Record excerpts

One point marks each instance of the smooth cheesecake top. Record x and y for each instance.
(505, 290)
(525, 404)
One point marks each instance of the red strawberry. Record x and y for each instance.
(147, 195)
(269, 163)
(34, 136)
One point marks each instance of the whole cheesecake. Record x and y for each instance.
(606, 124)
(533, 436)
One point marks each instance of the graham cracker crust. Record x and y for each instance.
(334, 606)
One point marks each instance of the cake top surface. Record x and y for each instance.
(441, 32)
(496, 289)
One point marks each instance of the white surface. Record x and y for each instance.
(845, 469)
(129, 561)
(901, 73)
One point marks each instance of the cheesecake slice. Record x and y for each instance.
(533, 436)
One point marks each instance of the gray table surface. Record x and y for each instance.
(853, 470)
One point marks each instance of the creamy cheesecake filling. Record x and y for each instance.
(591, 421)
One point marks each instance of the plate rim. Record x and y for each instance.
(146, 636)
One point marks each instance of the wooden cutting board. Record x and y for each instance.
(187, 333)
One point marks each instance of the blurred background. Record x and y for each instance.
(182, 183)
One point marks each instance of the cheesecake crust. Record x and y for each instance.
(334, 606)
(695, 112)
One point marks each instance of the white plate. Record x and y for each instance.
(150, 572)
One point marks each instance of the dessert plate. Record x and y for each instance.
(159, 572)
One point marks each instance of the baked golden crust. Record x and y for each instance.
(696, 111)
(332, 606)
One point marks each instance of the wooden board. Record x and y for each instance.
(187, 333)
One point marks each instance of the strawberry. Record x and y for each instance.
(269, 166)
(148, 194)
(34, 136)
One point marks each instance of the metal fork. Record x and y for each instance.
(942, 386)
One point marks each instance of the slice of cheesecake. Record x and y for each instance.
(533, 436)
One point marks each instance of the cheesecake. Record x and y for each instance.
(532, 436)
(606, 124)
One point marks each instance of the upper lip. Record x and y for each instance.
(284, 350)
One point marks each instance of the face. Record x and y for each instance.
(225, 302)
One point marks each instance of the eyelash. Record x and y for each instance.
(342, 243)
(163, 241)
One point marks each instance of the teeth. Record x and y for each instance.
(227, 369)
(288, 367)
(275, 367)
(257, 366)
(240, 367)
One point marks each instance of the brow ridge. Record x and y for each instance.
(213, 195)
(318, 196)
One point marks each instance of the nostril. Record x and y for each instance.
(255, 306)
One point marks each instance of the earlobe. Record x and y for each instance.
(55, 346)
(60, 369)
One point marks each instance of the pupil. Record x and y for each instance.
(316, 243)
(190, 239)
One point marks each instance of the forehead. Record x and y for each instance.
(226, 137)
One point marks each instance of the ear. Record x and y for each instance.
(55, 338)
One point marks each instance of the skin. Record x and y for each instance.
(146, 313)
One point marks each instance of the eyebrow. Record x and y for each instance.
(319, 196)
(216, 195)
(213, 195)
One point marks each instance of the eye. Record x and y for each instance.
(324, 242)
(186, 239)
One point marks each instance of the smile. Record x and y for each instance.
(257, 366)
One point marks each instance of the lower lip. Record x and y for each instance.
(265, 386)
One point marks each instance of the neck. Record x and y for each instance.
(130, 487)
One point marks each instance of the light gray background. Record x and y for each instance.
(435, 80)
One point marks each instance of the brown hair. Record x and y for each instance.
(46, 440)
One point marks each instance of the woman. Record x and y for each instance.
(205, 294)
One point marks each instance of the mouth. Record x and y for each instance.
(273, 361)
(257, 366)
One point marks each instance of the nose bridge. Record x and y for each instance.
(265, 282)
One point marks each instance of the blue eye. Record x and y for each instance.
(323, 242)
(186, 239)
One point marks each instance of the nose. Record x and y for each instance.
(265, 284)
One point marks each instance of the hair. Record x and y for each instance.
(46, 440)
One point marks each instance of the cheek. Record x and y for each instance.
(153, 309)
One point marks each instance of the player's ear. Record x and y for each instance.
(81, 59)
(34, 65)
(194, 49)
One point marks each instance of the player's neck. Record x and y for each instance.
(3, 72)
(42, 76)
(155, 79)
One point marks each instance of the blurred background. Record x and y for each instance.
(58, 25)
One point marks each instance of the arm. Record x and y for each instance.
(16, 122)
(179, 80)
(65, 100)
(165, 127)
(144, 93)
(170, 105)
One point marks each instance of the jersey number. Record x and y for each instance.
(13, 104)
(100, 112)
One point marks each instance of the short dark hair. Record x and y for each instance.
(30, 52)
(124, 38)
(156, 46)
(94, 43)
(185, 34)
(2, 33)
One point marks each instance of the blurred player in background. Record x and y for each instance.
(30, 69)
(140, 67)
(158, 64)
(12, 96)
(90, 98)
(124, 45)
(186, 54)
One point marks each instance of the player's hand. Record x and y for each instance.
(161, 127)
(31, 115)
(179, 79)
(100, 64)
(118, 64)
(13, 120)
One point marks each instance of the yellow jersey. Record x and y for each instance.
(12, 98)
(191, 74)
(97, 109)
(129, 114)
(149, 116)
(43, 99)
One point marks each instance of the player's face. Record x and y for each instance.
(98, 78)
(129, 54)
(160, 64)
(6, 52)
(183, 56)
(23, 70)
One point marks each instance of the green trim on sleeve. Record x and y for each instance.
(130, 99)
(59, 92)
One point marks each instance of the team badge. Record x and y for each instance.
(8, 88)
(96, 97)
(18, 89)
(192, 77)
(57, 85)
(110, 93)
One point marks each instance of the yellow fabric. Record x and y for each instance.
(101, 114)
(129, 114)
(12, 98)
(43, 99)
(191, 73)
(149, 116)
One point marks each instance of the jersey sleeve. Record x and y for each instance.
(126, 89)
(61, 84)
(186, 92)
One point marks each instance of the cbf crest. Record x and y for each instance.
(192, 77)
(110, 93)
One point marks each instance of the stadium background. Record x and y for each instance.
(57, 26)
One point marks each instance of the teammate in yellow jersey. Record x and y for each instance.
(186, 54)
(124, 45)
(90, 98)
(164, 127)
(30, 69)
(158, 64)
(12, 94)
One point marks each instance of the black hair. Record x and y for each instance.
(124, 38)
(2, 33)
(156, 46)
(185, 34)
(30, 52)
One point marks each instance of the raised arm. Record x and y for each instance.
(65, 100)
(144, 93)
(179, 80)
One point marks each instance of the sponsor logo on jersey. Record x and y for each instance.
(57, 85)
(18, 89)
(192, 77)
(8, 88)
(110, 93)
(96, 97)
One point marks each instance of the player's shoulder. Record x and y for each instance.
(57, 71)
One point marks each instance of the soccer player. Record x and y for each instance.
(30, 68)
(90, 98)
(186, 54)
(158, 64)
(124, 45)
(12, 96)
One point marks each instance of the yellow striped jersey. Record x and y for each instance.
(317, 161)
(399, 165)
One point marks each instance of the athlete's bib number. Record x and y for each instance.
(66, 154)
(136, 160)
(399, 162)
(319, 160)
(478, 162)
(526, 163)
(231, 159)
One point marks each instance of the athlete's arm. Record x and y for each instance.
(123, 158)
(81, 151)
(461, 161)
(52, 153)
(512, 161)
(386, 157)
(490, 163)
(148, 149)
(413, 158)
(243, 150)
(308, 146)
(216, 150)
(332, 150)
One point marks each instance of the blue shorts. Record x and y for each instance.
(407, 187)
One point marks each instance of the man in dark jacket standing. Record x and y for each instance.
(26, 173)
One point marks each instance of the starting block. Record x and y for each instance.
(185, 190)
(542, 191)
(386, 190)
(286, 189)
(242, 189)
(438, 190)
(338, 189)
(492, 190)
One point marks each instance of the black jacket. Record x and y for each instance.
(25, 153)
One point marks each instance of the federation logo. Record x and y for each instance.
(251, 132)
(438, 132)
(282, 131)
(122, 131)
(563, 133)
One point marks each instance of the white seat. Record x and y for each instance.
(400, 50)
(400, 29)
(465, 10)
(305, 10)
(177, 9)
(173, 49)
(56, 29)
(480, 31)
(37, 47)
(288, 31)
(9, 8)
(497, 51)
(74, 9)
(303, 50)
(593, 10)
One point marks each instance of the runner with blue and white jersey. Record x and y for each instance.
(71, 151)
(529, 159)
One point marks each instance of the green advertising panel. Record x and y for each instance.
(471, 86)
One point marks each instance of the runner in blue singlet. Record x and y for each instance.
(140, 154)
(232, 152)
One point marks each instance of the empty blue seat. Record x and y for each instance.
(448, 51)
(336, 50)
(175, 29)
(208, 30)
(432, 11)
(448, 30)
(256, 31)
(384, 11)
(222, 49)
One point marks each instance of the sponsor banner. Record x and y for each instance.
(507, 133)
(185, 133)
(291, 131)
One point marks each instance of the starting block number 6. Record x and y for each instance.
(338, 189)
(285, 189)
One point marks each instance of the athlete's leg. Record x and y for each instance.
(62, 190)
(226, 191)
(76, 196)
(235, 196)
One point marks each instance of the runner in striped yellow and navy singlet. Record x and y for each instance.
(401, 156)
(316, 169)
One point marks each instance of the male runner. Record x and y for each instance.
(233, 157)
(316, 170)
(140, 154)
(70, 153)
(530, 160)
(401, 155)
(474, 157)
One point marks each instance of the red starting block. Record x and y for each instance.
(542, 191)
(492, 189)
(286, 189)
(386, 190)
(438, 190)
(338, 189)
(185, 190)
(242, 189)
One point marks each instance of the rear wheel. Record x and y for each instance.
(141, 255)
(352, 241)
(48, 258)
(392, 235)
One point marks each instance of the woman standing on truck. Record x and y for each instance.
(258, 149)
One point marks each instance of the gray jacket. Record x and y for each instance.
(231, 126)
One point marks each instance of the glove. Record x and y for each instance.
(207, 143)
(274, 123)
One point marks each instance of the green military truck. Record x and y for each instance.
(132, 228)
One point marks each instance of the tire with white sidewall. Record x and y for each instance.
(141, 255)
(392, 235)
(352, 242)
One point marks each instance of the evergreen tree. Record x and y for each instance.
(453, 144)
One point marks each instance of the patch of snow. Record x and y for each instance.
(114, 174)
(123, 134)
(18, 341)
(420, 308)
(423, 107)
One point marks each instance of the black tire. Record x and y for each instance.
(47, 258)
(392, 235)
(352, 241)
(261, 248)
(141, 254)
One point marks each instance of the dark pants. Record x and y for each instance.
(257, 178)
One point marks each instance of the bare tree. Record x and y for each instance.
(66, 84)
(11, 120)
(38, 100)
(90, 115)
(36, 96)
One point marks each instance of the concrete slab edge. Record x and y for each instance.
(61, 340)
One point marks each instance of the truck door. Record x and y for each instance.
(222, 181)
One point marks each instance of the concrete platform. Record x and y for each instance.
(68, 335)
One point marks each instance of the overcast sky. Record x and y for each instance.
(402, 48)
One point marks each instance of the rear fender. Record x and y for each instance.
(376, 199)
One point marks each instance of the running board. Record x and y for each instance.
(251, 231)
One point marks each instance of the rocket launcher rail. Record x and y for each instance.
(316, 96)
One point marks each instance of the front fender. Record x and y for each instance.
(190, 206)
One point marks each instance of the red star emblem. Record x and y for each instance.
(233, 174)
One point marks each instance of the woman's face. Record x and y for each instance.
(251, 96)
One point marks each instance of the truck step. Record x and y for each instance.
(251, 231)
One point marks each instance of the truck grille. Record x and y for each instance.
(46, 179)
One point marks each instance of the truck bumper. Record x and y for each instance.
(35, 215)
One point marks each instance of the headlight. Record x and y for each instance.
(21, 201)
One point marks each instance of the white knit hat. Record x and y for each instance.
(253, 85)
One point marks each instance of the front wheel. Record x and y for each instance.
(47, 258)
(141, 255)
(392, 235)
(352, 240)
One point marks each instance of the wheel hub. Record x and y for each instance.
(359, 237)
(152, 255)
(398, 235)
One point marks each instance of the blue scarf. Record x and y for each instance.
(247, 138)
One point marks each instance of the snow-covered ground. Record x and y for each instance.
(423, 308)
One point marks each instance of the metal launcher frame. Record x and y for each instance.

Aim of the exercise
Please quote nothing but the lines from the line with "One point marks each instance of the headlight." through the end of the data above, exactly as written, ends included.

Answer to the problem
One point marks each instance of the headlight. Record x and y for each instance.
(21, 201)
One point marks each instance of the white knit hat. Record x and y for each instance.
(253, 85)
One point marks each instance of the front wheel. Record x and y for each instance.
(47, 258)
(141, 255)
(392, 235)
(352, 240)
One point marks each instance of the wheel hub. Record x and y for each instance.
(359, 237)
(152, 255)
(398, 235)
One point marks each instance of the blue scarf. Record x and y for each instance.
(247, 138)
One point marks each instance of the snow-covered ground. Record x and y for each instance.
(423, 308)
One point marks each instance of the metal launcher frame. Record x and y for each instance.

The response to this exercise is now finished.